[Dataset excerpts on object pointing]
________

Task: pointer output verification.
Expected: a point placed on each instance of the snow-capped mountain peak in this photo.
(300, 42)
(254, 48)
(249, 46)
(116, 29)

________

Write out the lines above again, swapping "snow-capped mountain peak" for "snowy summit" and leaving everything else as it is.

Task: pointer output verification.
Expected: a point placed on each instance of the snowy summit in this photo.
(300, 42)
(254, 48)
(249, 46)
(116, 29)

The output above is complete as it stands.